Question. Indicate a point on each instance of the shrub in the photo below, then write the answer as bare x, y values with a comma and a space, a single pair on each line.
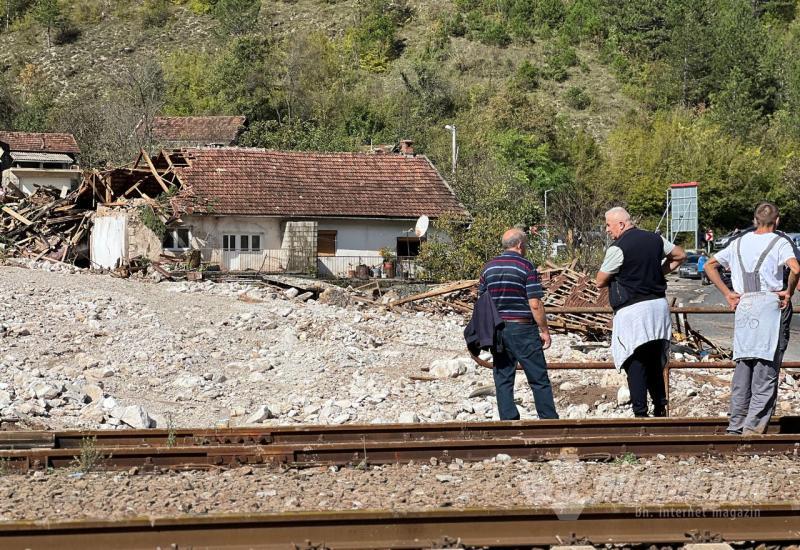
155, 13
528, 76
495, 34
66, 34
577, 98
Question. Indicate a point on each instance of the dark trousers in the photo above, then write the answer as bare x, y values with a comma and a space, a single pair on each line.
783, 343
645, 370
522, 344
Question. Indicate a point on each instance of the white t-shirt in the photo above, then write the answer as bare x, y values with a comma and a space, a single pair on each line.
752, 245
614, 257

--

§ Aim
Please recast all of the material above as a numbered list, one line per item, with blank lines left out. Leave the pictures out of your answer.

§ In response
1. Question. Indicate a point on each instance of the shrub in the photo below, then write the answer as bare x, y values with a comma and a space, a single pair on each line.
2. 155, 13
3. 528, 76
4. 495, 34
5. 66, 34
6. 577, 98
7. Question. Indicate a point on each instance of the dark trousers in the photo above, then write the answer as bare x, y values with a comma and a space, a single pair on each line.
8. 783, 343
9. 645, 370
10. 522, 344
11. Question. Indicate a point on each instance of the white t-shirt in the photo above, then write the answer as bare x, y values with a comma and a space, a single pair on each line.
12. 752, 245
13. 614, 257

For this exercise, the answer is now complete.